- 提示文:

# # #

誰もが「ちがう」想いや悩みを持って⽣きています。でも、もしかしたら誰かが導き出した答えが、あなたの答えにもなるかもしれません。「根ほり花ほり10アンケート」では、さまざまな業界で活躍する“あの人”に、10の質問を投げかけます。今回は、元・日本マイクロソフト株式会社業務執行役員で、現在は幅広く実業家として活躍する澤円さんに登場いただきます。

きっと、「みんなちがって、みんなおんなじ」。たくさんの花のタネを、あなたの心にも蒔いてみてくださいね。


澤円(さわ・まどか)

元・日本マイクロソフト株式会社業務執行役員。マイクロソフトテクノロジーセンターのセンター長を2020年8月まで務めた。DXやビジネスパーソンの生産性向上、サイバーセキュリティや組織マネジメントなど幅広い領域のアドバイザーやコンサルティングなどを行っている。複数の会社の顧問やエバンジェリストの肩書を持ち、「複業」のロールモデルとしても情報発信している。また、ファッションや美容、自動車などのインフルエンサーたちとも積極的に共創活動を行っている。

# # #

- 与えられたリスト:

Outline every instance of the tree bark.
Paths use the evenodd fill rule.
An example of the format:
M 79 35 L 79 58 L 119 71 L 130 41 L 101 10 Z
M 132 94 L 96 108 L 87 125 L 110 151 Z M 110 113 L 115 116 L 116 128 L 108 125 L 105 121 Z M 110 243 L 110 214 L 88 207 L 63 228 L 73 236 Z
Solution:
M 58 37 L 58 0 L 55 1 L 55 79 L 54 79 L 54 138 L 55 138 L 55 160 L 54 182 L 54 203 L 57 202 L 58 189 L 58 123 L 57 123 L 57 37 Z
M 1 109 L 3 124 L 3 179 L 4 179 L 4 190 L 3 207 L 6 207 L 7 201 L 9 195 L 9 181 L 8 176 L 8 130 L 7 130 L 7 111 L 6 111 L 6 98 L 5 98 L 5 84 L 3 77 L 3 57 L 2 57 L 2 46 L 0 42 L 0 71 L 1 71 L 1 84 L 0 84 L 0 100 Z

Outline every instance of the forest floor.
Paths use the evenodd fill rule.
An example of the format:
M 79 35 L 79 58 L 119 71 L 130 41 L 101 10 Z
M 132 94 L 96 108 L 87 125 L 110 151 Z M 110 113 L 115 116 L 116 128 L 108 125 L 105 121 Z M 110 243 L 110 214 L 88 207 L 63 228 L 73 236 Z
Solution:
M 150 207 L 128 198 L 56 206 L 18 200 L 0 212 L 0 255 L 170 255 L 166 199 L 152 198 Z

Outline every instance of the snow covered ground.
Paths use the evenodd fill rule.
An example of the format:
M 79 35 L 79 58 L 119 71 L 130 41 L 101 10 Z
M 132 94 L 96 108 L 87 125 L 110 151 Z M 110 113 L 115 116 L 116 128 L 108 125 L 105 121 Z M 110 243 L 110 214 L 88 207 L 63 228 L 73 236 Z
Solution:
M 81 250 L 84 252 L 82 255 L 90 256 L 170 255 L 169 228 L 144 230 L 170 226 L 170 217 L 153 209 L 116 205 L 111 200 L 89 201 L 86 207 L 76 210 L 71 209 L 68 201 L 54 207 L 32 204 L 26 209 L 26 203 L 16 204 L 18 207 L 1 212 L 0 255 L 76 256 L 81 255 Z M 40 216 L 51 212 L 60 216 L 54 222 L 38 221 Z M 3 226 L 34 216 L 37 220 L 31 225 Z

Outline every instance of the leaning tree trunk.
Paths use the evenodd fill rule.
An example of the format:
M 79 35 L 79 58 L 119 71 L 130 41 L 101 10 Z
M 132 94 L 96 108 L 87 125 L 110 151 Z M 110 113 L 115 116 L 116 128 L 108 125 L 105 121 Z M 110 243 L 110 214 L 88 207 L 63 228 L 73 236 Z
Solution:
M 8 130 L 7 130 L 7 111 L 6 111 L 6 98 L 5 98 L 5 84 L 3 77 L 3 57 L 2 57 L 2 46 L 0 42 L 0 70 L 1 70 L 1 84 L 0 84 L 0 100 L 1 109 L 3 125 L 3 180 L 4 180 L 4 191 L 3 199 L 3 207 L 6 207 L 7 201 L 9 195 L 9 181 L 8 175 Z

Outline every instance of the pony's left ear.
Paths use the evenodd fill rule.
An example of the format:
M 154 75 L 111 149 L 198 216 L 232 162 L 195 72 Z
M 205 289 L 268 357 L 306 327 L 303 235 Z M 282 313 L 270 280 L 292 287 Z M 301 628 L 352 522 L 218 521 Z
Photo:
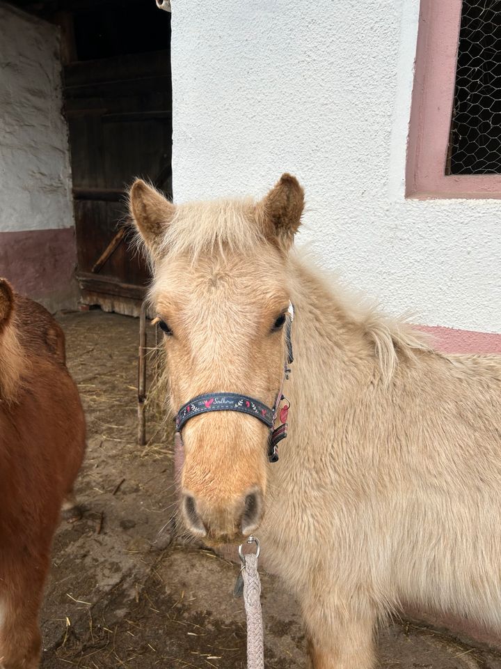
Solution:
M 304 209 L 304 191 L 296 177 L 283 174 L 257 208 L 267 234 L 288 249 L 301 225 Z
M 129 193 L 129 208 L 148 251 L 153 256 L 157 255 L 175 207 L 155 188 L 137 179 Z

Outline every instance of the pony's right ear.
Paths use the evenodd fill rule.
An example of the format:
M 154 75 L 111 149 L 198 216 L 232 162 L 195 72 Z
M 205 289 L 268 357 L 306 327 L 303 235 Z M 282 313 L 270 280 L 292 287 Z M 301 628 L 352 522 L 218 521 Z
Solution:
M 6 279 L 0 279 L 0 330 L 8 324 L 14 313 L 14 291 Z
M 156 256 L 175 207 L 158 190 L 137 179 L 129 193 L 129 209 L 146 247 Z

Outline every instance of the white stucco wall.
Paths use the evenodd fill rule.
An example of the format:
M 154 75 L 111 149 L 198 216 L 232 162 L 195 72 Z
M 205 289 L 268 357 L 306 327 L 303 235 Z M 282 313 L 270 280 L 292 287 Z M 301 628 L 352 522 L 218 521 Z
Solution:
M 404 197 L 418 0 L 173 2 L 174 195 L 306 191 L 301 241 L 427 325 L 501 332 L 501 202 Z
M 0 2 L 0 232 L 73 225 L 58 29 Z

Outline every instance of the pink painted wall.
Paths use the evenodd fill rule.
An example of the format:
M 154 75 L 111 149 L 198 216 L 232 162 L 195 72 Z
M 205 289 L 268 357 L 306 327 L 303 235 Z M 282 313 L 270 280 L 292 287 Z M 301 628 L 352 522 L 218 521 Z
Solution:
M 433 337 L 434 347 L 444 353 L 501 353 L 501 334 L 453 328 L 419 325 Z
M 74 228 L 0 232 L 0 277 L 55 310 L 77 304 Z

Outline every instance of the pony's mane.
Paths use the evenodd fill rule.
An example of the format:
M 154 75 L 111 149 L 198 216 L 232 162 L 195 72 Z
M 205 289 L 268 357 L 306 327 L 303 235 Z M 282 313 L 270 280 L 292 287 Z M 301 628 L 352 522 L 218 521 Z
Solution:
M 255 250 L 264 236 L 252 198 L 190 202 L 176 207 L 160 249 L 166 255 L 225 256 Z
M 9 323 L 0 331 L 0 405 L 15 399 L 22 385 L 24 359 L 15 327 Z

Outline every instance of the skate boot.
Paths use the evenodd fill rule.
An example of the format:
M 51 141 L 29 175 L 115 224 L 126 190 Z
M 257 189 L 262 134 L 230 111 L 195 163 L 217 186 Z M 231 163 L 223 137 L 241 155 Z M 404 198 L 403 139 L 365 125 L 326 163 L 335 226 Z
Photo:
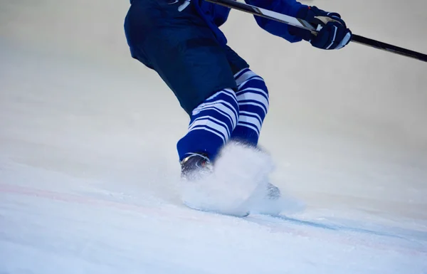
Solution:
M 212 164 L 204 153 L 191 153 L 181 161 L 181 178 L 198 180 L 212 172 Z

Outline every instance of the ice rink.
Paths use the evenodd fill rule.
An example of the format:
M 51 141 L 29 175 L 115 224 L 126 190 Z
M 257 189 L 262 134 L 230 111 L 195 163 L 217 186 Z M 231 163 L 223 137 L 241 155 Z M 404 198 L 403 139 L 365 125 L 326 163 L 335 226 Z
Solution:
M 427 53 L 424 1 L 309 4 Z M 427 273 L 426 63 L 291 44 L 232 11 L 222 30 L 270 90 L 272 181 L 305 208 L 197 211 L 179 181 L 188 117 L 131 58 L 128 7 L 0 0 L 0 273 Z

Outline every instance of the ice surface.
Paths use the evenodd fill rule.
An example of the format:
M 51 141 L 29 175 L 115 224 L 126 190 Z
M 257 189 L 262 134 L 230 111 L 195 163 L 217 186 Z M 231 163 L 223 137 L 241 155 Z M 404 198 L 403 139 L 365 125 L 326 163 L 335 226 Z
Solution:
M 316 5 L 427 52 L 424 1 Z M 288 204 L 278 217 L 201 212 L 177 180 L 188 117 L 130 58 L 127 6 L 0 2 L 0 273 L 427 273 L 424 63 L 290 44 L 233 12 L 230 45 L 270 89 L 271 158 L 240 152 L 223 168 L 271 164 Z M 223 183 L 201 190 L 228 208 L 258 186 Z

# # #

- 取り組む課題:
(1) 澤円さんの紹介文のうち、「誰もが「ちがう」想いや悩みを」で始まり「澤円さんに登場いただきます。」で終わる部分を書き改めなさい。その際、「10の質問」は「いくつかの問い」に置き換えること。
(2) 澤円さんの紹介文を、最後の文の次から書き進めなさい。

- 記述解答:
(1)
誰もが「ちがう」想いや悩みを持って⽣きています。でも、もしかしたら誰かが導き出した答えが、あなたの答えにもなるかもしれません。「根ほり花ほり10アンケート」では、さまざまな業界で活躍する“あの人”に、いくつかの問いを投げかけます。今回は、元・日本マイクロソフト株式会社業務執行役員で、現在は幅広く実業家として活躍する澤円さんに登場いただきます。

(2)
①今の仕事に就いた経緯は?仕事のやりがいや楽しみは?

独立して「ボッチ社長」として仕事をしていることもあり、実は「仕事に就いている」という感覚はないんですよね。会社員時代からやっていた複業の延長線上なので。会社員を辞めてから複業が大きく拡大したイメージです。

やりがいは、なんと言っても全く制限なく社会貢献のお手伝いができることです。今までなら、会社のルールという若干の制限がありましたが、今はとにかくオプションフリー。あらゆる場所、あらゆる業界、あらゆるテクノロジーで社会貢献できるのは最高です。そして、自分が好きなモノやコトを堂々とお勧めできるのは、本当に気分がいいものです。


②これまでの自分の人生にキャッチコピーをつけるなら?

画像1: 澤円さん(実業家)の「根ほり花ほり10アンケート」

「継続はポンコツを救う」。これに尽きます。

特別な才能や生まれ持っての資質などもなく、やることなすこと失敗だらけのボクが、とりあえず生き残ることができたのは「しつこさ」に尽きると思っています。そして、やりたいことには制限をかけず、始めたら続けてみる。そうすることで、自分の中で不思議なイノベーションが起きて、仕事にも役立ったりします。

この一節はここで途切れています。